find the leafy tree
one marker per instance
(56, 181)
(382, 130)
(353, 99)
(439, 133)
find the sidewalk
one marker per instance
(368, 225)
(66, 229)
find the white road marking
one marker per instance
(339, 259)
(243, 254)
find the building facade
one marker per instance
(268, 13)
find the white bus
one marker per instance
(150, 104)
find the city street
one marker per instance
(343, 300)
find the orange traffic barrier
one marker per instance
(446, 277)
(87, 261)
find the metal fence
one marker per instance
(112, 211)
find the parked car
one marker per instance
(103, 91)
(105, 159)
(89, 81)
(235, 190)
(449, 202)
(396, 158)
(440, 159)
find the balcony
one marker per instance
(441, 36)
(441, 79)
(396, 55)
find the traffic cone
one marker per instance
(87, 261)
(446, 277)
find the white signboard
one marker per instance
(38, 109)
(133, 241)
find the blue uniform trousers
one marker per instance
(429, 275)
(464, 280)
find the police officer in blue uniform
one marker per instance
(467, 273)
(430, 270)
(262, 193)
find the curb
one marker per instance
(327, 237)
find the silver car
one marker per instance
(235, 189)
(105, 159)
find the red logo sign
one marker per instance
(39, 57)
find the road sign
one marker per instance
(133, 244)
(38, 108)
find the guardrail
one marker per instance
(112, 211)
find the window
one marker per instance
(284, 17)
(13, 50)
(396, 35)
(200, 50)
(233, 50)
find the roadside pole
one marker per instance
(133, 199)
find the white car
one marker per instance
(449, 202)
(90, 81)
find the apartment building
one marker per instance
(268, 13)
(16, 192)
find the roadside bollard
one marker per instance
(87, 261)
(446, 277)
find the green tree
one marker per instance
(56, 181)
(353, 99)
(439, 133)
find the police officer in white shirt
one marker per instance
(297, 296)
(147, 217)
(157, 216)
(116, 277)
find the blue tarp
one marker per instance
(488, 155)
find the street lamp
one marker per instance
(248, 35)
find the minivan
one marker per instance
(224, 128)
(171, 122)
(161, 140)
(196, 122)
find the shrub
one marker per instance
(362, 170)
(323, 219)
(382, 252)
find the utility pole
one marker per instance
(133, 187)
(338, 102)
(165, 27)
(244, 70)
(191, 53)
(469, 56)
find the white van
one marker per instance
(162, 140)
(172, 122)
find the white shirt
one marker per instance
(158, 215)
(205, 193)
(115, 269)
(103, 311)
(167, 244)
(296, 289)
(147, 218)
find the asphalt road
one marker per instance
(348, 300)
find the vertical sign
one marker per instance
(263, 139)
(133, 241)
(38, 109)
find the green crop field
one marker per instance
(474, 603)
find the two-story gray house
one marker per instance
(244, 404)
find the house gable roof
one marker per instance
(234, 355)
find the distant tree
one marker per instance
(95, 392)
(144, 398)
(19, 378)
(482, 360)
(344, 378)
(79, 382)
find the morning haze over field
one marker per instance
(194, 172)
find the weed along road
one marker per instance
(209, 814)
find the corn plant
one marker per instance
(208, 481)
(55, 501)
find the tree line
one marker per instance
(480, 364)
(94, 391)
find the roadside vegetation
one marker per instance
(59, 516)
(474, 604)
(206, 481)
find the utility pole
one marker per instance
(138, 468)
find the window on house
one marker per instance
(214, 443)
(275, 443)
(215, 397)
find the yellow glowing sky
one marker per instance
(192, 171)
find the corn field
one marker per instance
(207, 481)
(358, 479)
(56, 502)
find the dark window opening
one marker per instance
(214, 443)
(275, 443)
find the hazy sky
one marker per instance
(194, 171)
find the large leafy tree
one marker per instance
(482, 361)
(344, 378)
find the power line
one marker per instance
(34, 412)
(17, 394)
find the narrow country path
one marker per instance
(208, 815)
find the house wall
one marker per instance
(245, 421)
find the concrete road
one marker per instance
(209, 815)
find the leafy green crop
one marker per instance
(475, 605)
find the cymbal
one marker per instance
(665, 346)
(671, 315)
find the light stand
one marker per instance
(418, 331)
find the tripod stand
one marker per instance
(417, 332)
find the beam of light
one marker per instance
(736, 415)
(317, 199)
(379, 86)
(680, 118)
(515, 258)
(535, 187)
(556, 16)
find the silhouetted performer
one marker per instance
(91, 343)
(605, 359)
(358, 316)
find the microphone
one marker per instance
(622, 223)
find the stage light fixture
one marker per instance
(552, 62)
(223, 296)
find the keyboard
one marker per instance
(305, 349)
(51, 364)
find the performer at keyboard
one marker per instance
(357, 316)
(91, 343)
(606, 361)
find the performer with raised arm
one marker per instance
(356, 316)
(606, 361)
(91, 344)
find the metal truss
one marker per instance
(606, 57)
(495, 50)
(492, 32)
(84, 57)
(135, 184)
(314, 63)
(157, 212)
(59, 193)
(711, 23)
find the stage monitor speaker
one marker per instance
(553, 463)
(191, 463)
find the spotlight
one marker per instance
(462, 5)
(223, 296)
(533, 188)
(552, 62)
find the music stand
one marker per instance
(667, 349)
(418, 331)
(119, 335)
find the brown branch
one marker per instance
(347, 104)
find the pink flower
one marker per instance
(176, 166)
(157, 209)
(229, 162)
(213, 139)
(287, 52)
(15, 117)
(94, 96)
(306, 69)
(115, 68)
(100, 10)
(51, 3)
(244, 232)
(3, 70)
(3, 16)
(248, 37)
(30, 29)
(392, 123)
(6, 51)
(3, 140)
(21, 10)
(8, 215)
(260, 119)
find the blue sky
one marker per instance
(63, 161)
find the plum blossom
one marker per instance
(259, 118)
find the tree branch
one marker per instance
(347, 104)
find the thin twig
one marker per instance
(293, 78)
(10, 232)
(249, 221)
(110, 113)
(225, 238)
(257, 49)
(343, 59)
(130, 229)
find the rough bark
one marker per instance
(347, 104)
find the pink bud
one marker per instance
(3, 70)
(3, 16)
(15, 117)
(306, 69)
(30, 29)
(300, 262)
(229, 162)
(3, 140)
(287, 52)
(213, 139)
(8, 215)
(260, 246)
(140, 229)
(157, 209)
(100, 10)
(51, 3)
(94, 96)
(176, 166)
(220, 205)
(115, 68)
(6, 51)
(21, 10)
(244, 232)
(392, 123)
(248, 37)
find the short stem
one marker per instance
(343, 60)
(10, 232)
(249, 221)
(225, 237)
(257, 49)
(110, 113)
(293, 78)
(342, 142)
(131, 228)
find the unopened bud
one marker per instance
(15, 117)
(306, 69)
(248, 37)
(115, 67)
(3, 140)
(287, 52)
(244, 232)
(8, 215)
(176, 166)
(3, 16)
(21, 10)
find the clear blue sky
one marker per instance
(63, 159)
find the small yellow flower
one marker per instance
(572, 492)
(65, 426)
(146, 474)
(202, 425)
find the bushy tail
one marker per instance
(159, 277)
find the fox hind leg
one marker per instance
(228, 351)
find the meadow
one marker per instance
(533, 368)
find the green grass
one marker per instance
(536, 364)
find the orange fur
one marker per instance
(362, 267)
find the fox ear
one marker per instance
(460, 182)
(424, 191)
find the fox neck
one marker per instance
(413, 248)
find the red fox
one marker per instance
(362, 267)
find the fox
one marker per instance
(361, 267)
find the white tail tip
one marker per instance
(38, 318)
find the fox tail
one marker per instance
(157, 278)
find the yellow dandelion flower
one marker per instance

▶ **Directions for this task**
Transcribe the material above word for word.

▶ **Worked solution**
find the leafy tree
one marker per instance
(56, 181)
(382, 130)
(353, 99)
(439, 133)
find the sidewalk
one marker per instance
(368, 225)
(66, 229)
find the white road marking
one marker per instance
(339, 259)
(243, 254)
find the building facade
one marker per instance
(268, 13)
find the white bus
one marker per instance
(150, 104)
find the city street
one marker per instance
(343, 300)
find the orange traffic barrier
one marker per instance
(446, 277)
(87, 261)
find the metal fence
one marker per instance
(112, 211)
find the parked car
one marker per instance
(103, 91)
(105, 159)
(89, 81)
(235, 190)
(449, 202)
(396, 158)
(440, 159)
find the balcony
one marker per instance
(441, 36)
(441, 79)
(396, 55)
find the traffic cone
one marker per instance
(87, 261)
(446, 277)
find the white signboard
one marker per instance
(38, 109)
(133, 241)
find the blue uniform trousers
one marker per instance
(429, 275)
(464, 280)
find the police officer in blue uniform
one marker per instance
(467, 273)
(430, 270)
(262, 193)
find the curb
one marker per instance
(327, 237)
find the silver car
one marker per instance
(235, 189)
(105, 159)
find the red logo sign
one marker per instance
(39, 57)
find the road sign
one marker per instance
(133, 244)
(38, 108)
find the guardrail
one marker per instance
(112, 211)
find the window
one marker per instance
(284, 17)
(13, 50)
(396, 35)
(200, 50)
(233, 50)
find the roadside pole
one marker per instance
(133, 199)
find the white car
one marker per instance
(449, 202)
(90, 81)
find the apartment building
one marker per instance
(268, 13)
(16, 192)
find the roadside bollard
one marker per instance
(87, 261)
(446, 277)
find the green tree
one marker per instance
(56, 181)
(353, 99)
(439, 133)
find the police officer in white shirt
one marker per instance
(297, 296)
(147, 217)
(157, 216)
(116, 277)
find the blue tarp
one marker per instance
(488, 155)
find the street lamp
one marker per instance
(248, 35)
find the minivan
one marker per instance
(224, 128)
(171, 122)
(161, 140)
(196, 122)
find the shrub
one marker per instance
(362, 170)
(323, 219)
(382, 252)
find the utility pole
one marker per instance
(133, 187)
(338, 102)
(165, 27)
(244, 70)
(191, 53)
(469, 56)
find the white van
one marker per instance
(162, 140)
(172, 122)
find the white shirt
one marker per instance
(158, 215)
(205, 193)
(115, 269)
(103, 311)
(167, 244)
(296, 289)
(147, 218)
find the asphalt road
one marker per instance
(348, 300)
find the vertical sign
one marker per instance
(263, 139)
(133, 241)
(38, 109)
find the green crop field
one marker per instance
(474, 603)
find the two-story gray house
one marker per instance
(244, 404)
find the house gable roof
one marker per instance
(234, 355)
find the distant tree
one marker per instance
(95, 392)
(144, 398)
(19, 378)
(482, 360)
(344, 378)
(79, 382)
find the morning haze over field
one marker per instance
(194, 172)
find the weed along road
one marker per instance
(209, 814)
find the corn plant
one marker per instance
(208, 481)
(55, 501)
find the tree line
one marker per instance
(480, 364)
(94, 391)
find the roadside vegetation
one marker per instance
(59, 516)
(474, 604)
(206, 481)
find the utility pole
one marker per instance
(138, 468)
find the window on house
one marker per instance
(214, 443)
(275, 443)
(215, 397)
find the yellow glowing sky
one marker per instance
(192, 171)
find the corn field
one marker per instance
(207, 481)
(358, 479)
(56, 502)
find the dark window opening
one marker per instance
(214, 443)
(275, 443)
find the hazy sky
one marker per instance
(194, 171)
find the large leafy tree
one marker per instance
(482, 361)
(344, 378)
find the power line
one marker per instance
(34, 412)
(17, 394)
find the narrow country path
one marker per instance
(208, 815)
find the house wall
one marker per instance
(245, 421)
find the concrete road
one marker per instance
(209, 815)
find the leafy green crop
one marker per instance
(475, 605)
find the cymbal
one marker per instance
(665, 346)
(671, 315)
find the light stand
one marker per instance
(418, 331)
find the tripod stand
one marker per instance
(417, 332)
find the beam of light
one marker per instance
(736, 415)
(317, 199)
(379, 86)
(680, 118)
(515, 258)
(535, 187)
(556, 16)
find the silhouetted performer
one marker per instance
(91, 343)
(605, 359)
(358, 316)
find the microphone
one marker per instance
(622, 223)
find the stage light fixture
one marker per instance
(552, 62)
(223, 296)
find the keyboard
one marker per instance
(305, 349)
(51, 364)
find the performer at keyboard
one marker per instance
(357, 316)
(91, 343)
(606, 361)
find the performer with raised arm
one marker per instance
(356, 316)
(606, 361)
(91, 344)
find the metal truss
one marker per instance
(606, 57)
(495, 50)
(492, 32)
(84, 57)
(135, 184)
(314, 63)
(157, 212)
(59, 193)
(711, 23)
find the stage monitor speaker
one marker per instance
(553, 463)
(191, 463)
find the spotlight
one marker per instance
(462, 5)
(223, 296)
(533, 188)
(552, 62)
find the music stand
one marker per instance
(667, 349)
(418, 331)
(119, 335)
find the brown branch
one marker per instance
(347, 104)
find the pink flower
one marker per instance
(176, 166)
(157, 209)
(229, 162)
(213, 139)
(287, 52)
(15, 117)
(94, 96)
(306, 69)
(115, 68)
(100, 10)
(51, 3)
(244, 232)
(3, 70)
(3, 16)
(248, 37)
(30, 29)
(392, 123)
(6, 51)
(3, 140)
(21, 10)
(8, 215)
(260, 119)
find the blue sky
one marker per instance
(63, 161)
find the plum blossom
one marker per instance
(259, 118)
find the tree branch
one marker per instance
(347, 104)
find the thin twig
one marker per instance
(293, 78)
(10, 232)
(249, 221)
(110, 113)
(225, 238)
(257, 49)
(343, 59)
(130, 229)
find the rough bark
one marker per instance
(347, 104)
find the pink bud
one marker per instance
(3, 70)
(3, 16)
(15, 117)
(306, 69)
(30, 29)
(300, 262)
(229, 162)
(3, 140)
(287, 52)
(213, 139)
(8, 215)
(260, 246)
(140, 229)
(157, 209)
(100, 10)
(51, 3)
(94, 96)
(176, 166)
(220, 205)
(115, 68)
(6, 51)
(21, 10)
(244, 232)
(392, 123)
(248, 37)
find the short stem
one marker per instance
(343, 60)
(10, 232)
(249, 221)
(225, 237)
(257, 49)
(110, 113)
(293, 78)
(342, 142)
(131, 228)
find the unopened bud
one marker per instance
(15, 117)
(306, 69)
(248, 37)
(115, 67)
(3, 140)
(287, 52)
(244, 232)
(8, 215)
(176, 166)
(3, 16)
(21, 10)
find the clear blue sky
one marker per instance
(63, 159)
find the small yellow flower
one marker per instance
(572, 492)
(65, 426)
(146, 474)
(202, 425)
find the bushy tail
one marker per instance
(159, 277)
find the fox hind leg
one marker per instance
(228, 351)
find the meadow
one marker per instance
(533, 368)
find the green grass
one marker per instance
(536, 364)
find the orange fur
one marker per instance
(362, 267)
find the fox ear
one marker per instance
(460, 182)
(424, 191)
find the fox neck
one marker per instance
(413, 248)
find the red fox
one marker per instance
(362, 267)
find the fox
one marker per instance
(361, 267)
find the white tail tip
one marker per instance
(38, 318)
find the fox tail
one marker per instance
(157, 278)
find the yellow dandelion flower
one marker per instance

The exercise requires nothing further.